> _Source document_:
Open Architectures and Standards for Agile Space

Douglas Harris

Aerospace is helping to establish open standards for space, which can contribute to a more robust and rapid response to urgent warfighter needs.

Imagine having only a few months to transform a fully operational unmanned aerial vehicle from its passive reconnaissance mission to a lethal weapon system ready for immediate deployment to theater. The task of successfully completing all of the phases from requirements definition to full operations in such a short timeframe would seem daunting, if not impossible. But such was the case with the Predator vehicle, which was equipped with Hellfire missile capabilities for immediate deployment to Afghanistan in 2001. This is an example of how development teams—in just over 30 days—were able to rehost critical target-tracking software from the line-of-sight, antitank weapon system to the Predator's computing environment.

A Predator unmanned aerial vehicle was augmented with Hellfire missile capabilities in about 30 days for rapid deployment to Afghanistan. Critical target tracking software was easily rehosted from the line-of-sight antitank computing environment to the Predator's because it was built upon the Army's open weapon system.

Much of the credit for this success goes to the Army's open Weapon System Common Operating Environment and its application programming interface. This operating environment isolates unique software functions from the equally unique underlying operating systems and hardware. It specifies common services for managing the 1553 serial data bus and handling digital video on the Predator system. As an open and standard interface, it eliminates the need for unique integration with each new application. In the case of the Hellfire missile, it not only facilitated rapid integration and fielding on the Predator, but it did so with as much as a 75 percent reduction in software development costs while allowing seamless integration into an existing theater of operation. That is the value of open architectures and standards: they foster rapid innovation at much reduced cost and risk.

A recent Defense Science Board report on open systems cites the major challenges of growing operational demands, shrinking budgets, and rapidly changing technology as reasons for pursuing more open and agile architectures. The report states that "DOD can neither equip, train, support, nor fight in this new world without major advances in plug-and-fight capabilities…we find no viable or practical alternative for delivering warfighter capabilities better, faster, and cheaper."

> _What needs to be done_: Please extend the article on open architectures and standards for space, picking up right after its last sentence.

Coordinate labeling data:
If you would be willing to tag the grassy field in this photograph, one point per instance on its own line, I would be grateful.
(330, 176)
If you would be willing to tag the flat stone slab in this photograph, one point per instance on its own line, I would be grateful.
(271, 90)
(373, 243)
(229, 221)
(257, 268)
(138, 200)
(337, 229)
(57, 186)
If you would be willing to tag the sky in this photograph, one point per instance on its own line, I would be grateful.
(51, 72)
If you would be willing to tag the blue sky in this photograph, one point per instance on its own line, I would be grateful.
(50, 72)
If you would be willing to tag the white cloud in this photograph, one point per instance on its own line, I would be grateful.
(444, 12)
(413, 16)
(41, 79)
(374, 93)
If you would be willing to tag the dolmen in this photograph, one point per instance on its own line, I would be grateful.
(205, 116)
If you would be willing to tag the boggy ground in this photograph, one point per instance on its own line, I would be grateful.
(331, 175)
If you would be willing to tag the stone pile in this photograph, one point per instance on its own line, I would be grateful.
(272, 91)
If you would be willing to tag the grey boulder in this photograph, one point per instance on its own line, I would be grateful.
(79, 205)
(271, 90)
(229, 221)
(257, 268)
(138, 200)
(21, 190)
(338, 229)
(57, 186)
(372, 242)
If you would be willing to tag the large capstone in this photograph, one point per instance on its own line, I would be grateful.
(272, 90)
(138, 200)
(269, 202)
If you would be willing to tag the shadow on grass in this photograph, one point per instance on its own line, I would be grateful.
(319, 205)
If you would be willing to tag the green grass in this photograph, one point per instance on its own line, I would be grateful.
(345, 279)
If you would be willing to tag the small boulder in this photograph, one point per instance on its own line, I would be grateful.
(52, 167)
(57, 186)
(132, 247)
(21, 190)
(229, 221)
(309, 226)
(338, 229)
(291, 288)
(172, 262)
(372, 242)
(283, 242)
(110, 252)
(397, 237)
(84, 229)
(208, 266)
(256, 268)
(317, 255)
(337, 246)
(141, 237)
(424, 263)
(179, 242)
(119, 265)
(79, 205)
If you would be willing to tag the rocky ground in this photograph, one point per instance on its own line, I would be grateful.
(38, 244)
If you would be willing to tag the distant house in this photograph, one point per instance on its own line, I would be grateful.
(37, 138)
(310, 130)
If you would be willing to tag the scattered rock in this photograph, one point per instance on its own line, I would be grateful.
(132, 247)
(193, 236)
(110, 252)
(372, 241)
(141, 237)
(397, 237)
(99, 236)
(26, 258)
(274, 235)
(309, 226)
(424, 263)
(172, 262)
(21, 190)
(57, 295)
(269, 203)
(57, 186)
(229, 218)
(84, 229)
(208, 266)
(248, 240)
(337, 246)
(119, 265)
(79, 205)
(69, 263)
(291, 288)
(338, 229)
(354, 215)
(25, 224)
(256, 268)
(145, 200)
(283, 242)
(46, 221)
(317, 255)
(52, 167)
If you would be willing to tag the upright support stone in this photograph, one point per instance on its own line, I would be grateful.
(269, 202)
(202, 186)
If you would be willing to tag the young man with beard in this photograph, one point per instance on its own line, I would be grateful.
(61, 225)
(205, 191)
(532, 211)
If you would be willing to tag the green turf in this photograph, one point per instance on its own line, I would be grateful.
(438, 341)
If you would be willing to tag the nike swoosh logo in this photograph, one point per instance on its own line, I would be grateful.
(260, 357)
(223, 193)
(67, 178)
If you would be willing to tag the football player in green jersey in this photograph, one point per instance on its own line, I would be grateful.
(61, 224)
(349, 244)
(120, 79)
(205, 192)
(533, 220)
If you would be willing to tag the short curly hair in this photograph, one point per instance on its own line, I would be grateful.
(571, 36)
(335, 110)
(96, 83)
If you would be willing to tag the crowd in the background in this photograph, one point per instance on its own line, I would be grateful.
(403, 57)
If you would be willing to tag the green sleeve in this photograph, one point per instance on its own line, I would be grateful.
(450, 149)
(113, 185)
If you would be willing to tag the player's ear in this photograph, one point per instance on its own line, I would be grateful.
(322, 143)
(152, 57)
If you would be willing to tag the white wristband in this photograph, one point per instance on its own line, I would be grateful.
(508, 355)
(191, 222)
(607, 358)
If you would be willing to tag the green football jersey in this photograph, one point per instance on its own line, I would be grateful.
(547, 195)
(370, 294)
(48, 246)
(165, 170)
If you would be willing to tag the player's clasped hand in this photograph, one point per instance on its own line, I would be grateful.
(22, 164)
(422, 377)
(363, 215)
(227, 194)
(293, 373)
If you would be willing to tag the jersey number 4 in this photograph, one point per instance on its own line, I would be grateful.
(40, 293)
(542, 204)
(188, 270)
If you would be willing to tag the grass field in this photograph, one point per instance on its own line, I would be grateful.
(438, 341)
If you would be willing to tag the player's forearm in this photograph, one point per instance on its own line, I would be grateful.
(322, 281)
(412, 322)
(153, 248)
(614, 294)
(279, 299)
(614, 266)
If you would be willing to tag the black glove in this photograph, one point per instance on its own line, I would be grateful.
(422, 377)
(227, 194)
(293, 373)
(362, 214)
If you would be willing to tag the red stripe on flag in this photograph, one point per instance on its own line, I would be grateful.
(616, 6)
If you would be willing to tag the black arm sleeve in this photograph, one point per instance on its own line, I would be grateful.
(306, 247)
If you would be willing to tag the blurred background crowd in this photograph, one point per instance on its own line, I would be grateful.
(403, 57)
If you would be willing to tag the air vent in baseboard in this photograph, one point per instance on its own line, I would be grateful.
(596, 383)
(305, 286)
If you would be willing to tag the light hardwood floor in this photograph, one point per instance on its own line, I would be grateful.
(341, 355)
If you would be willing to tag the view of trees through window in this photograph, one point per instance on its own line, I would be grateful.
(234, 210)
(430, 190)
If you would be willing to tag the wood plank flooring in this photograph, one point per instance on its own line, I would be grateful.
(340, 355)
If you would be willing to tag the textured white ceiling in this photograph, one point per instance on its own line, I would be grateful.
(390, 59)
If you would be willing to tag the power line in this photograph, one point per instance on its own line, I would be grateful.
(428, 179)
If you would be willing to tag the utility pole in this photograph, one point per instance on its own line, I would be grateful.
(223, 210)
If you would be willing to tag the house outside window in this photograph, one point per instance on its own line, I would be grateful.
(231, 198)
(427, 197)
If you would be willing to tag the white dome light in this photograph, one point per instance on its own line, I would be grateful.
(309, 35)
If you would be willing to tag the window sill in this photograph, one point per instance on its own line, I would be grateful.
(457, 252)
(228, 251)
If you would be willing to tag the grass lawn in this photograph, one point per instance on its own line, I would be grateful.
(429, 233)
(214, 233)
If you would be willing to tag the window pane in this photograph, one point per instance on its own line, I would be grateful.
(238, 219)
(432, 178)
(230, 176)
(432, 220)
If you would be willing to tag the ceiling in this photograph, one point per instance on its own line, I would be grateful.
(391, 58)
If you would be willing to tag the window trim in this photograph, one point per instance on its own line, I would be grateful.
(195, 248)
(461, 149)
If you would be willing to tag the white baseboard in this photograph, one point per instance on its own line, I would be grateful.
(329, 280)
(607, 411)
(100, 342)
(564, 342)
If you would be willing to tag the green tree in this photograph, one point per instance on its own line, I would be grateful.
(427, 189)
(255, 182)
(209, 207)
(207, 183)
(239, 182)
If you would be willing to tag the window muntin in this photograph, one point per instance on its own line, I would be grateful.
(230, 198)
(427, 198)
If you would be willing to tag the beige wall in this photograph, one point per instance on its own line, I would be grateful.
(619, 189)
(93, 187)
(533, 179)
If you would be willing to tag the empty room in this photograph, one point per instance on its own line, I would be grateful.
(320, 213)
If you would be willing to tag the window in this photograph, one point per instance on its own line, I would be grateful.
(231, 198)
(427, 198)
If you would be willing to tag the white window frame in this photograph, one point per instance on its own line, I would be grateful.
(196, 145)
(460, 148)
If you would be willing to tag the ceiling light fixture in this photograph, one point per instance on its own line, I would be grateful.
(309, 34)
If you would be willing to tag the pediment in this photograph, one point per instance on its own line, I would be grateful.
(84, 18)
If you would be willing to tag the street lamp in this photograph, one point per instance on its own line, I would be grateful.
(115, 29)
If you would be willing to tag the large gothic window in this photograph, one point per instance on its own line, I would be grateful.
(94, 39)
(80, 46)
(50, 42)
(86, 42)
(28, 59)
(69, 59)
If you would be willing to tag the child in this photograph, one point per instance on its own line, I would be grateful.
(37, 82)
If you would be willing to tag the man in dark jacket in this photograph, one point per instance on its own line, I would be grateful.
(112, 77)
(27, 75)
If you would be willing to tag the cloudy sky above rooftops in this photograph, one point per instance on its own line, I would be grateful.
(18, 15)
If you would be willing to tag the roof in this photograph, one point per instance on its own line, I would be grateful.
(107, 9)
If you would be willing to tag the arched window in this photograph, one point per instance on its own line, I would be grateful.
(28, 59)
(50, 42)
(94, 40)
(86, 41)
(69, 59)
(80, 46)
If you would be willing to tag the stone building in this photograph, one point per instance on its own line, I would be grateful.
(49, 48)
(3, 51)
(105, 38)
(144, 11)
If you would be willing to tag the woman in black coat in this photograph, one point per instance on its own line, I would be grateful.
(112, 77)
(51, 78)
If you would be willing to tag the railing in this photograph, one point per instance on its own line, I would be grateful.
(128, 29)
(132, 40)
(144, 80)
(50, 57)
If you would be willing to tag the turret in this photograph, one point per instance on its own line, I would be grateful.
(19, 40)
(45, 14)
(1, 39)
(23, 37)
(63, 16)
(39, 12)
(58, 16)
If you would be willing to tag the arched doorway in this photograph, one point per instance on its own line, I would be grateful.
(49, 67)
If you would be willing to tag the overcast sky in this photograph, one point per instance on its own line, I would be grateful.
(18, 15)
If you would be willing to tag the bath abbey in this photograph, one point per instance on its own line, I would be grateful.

> _Exercise result_:
The typical lead time for new systems within DOD and national security agencies does not accommodate the dynamic operational needs of users, nor can it exploit the benefits of a rapidly advancing technology base. The importance of maintaining global superiority within growing operational demands and shrinking budgets requires a more agile process for responding with the most technologically up-to-date and cost-effective solutions.

Studies and experience demonstrate that open architectures, system modularity, and common industry-supported standards will enable rapid assembly, integration, and deployment of space systems at lower cost. They can also contribute to a more robust and responsive industry base necessary for achieving responsive space objectives.

One of the best examples of an industry collaborating to create an open architecture and standards is the World Wide Web Consortium, the international organization that develops standards governing the Web. Amazingly, as expansive and powerful as the World Wide Web is today, it is built upon a relatively small number of open standards and protocols. The result is an open and standardized domain that is easily exploited for the innovation of competitive products and services across a multitude of markets. Another example is the Open Handset Alliance, a group of 50 technology and mobile communications companies that collaborated to develop a common software platform for hosting mobile applications. The alliance credits increased openness with enabling people to innovate more rapidly and respond better to consumer demands. The use of common, consensus-based services has allowed member companies to focus their resources on other efforts, such as producing the next great application.

Adopting a collaborative approach toward open architectures and standards for space presents an opportunity for the military services, national agencies, and space industry to pursue innovations in technology and practice that not only yield a greater return on investment, but are more responsive to the warfighter.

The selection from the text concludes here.